** begin **

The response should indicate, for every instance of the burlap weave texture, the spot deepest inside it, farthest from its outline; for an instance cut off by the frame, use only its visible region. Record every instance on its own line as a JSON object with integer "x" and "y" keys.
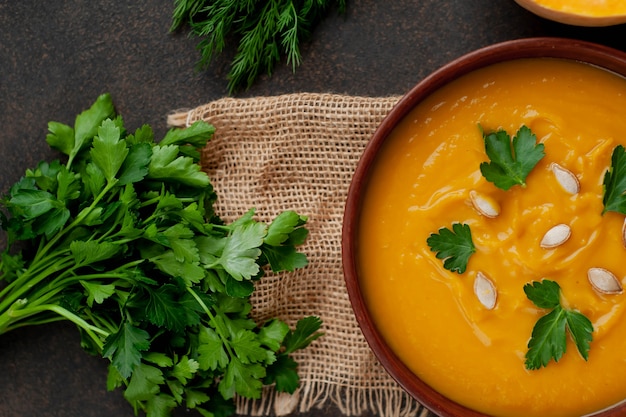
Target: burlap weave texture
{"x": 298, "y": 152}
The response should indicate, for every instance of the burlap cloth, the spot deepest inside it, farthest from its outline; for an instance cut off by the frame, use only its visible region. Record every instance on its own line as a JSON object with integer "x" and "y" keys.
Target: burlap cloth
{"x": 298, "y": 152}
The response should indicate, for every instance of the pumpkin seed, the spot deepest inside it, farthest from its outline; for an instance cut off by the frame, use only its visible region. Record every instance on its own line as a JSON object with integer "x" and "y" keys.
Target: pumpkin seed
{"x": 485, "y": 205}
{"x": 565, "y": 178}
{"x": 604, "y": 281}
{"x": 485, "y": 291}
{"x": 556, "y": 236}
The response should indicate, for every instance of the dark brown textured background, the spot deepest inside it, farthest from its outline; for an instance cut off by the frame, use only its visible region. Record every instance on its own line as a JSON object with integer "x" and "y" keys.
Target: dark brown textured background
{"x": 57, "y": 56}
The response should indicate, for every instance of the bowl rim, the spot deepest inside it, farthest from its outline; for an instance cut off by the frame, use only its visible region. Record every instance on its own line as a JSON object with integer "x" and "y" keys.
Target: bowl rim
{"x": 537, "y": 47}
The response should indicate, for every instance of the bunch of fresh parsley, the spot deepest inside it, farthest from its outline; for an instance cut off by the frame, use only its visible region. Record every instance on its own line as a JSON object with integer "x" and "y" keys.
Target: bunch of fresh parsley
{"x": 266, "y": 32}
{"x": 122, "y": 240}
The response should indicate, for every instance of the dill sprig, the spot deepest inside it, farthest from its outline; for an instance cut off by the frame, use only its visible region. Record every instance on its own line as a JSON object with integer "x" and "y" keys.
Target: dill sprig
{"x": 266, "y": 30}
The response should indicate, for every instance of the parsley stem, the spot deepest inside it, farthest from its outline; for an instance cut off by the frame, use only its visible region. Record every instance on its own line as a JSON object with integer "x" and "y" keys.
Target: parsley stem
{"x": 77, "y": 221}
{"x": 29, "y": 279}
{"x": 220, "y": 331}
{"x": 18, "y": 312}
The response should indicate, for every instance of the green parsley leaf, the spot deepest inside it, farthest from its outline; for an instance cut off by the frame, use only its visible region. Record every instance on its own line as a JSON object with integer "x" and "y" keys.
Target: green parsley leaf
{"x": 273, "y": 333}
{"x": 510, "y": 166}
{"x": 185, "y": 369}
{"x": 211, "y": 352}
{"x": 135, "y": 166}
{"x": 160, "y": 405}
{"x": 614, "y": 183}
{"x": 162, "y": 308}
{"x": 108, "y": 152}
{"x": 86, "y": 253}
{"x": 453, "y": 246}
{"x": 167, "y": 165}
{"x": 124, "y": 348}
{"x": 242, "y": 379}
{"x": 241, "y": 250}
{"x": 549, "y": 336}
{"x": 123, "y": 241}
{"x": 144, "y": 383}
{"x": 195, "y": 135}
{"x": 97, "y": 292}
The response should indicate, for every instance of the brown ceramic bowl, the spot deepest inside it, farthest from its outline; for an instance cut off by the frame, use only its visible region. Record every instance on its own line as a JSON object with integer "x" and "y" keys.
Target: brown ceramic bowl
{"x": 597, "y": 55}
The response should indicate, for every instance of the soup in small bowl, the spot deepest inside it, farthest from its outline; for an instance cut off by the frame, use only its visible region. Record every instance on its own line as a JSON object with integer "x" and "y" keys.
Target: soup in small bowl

** end **

Please copy all of the rows above word for word, leaving out the pictures.

Complete response:
The response should indicate, for every instance of the burlap weave texture, the spot deepest inside it, farthest from its outline; for an instance cut off by the frame, use only its visible region. Record every instance on its own line as a JSON object with integer "x" and "y" keys.
Target: burlap weave texture
{"x": 298, "y": 152}
The response should indicate, for every instance of the burlap cloth, the spot deepest inside it, farthest from its outline; for an instance cut off by the frame, use only its visible region. Record every instance on its own line as a JSON object with integer "x" and "y" keys.
Target: burlap cloth
{"x": 298, "y": 152}
The response should indicate, for every instance of the pumpkin seed, the spot deepest inside it, farthest from its outline; for an instance cut off by the frame, use only its visible region. Record every instance on its own line as a JSON object with integer "x" and "y" keys.
Target: pumpkin seed
{"x": 485, "y": 205}
{"x": 565, "y": 178}
{"x": 604, "y": 281}
{"x": 485, "y": 291}
{"x": 556, "y": 236}
The response should indicate, for every instance of the dark brown textured background, the spot deepest inside it, farthest from its outline; for an instance cut off by the frame, use only its visible region. Record every instance on its own line as a JSON object with integer "x" and "y" keys.
Target: dark brown textured background
{"x": 57, "y": 56}
The response should indicate, for every instance of the bowl rim, the spot deepest inside it, farthest from its outline; for an instance cut off by the frame, use only its visible region. Record every instance on its own line as a JSON object with integer "x" and "y" keys.
Target: bowl rim
{"x": 537, "y": 47}
The response should indicate, for every instance of the bunch of fresh parsley, the spot deepest inside it, farthest from its outline; for an instance cut off by the frame, use only its visible region. Record every instance on its own line as a JSON object with integer "x" and "y" keys.
Target: bunch of fresh parsley
{"x": 266, "y": 32}
{"x": 122, "y": 240}
The response should indicate, for every instance of the dill sprig, the spot deepest inside it, farthest from its outline; for an instance cut off by the frame, use only its visible region. Record every instance on its own line as a JSON object with integer "x" and "y" keys.
Target: dill sprig
{"x": 266, "y": 30}
The response should indicate, for every instance of the parsley stem, the spot deepest inside it, farthest from its outline; for an instance cut off by the frame, use only its visible region. Record every instance on its own line as a JSON object with integer "x" and "y" keys.
Target: parsley stem
{"x": 77, "y": 221}
{"x": 29, "y": 279}
{"x": 220, "y": 331}
{"x": 18, "y": 312}
The response should indicate, for every instance of the green parsley leaf, the spot deepest inside it, farthest from its outline; for an instance cut off by the frame, use only its visible region. Record every instance on its own line as a JSON object with integer "x" and "y" keys.
Target: green parsley leaf
{"x": 273, "y": 333}
{"x": 510, "y": 166}
{"x": 185, "y": 369}
{"x": 211, "y": 352}
{"x": 135, "y": 166}
{"x": 160, "y": 405}
{"x": 614, "y": 183}
{"x": 162, "y": 308}
{"x": 108, "y": 152}
{"x": 86, "y": 253}
{"x": 453, "y": 246}
{"x": 167, "y": 165}
{"x": 124, "y": 348}
{"x": 242, "y": 379}
{"x": 241, "y": 250}
{"x": 549, "y": 336}
{"x": 123, "y": 241}
{"x": 144, "y": 383}
{"x": 195, "y": 135}
{"x": 97, "y": 292}
The response should indicate, for every instance of the brown ceramic bowl, the spot deepest inside it, farthest from its outline; for an instance cut off by the frame, use only its visible region. Record every instance on its own line as a JSON object with integer "x" and "y" keys.
Target: brown ceramic bowl
{"x": 597, "y": 55}
The response should indicate, for every instance of the soup in small bowl, the spot deepest inside it, farthest from its outline; for an instance cut off by the frame, use only its visible region. Record every instance on its own line as a JSON object with integer "x" and "y" keys.
Target: soup in small bowl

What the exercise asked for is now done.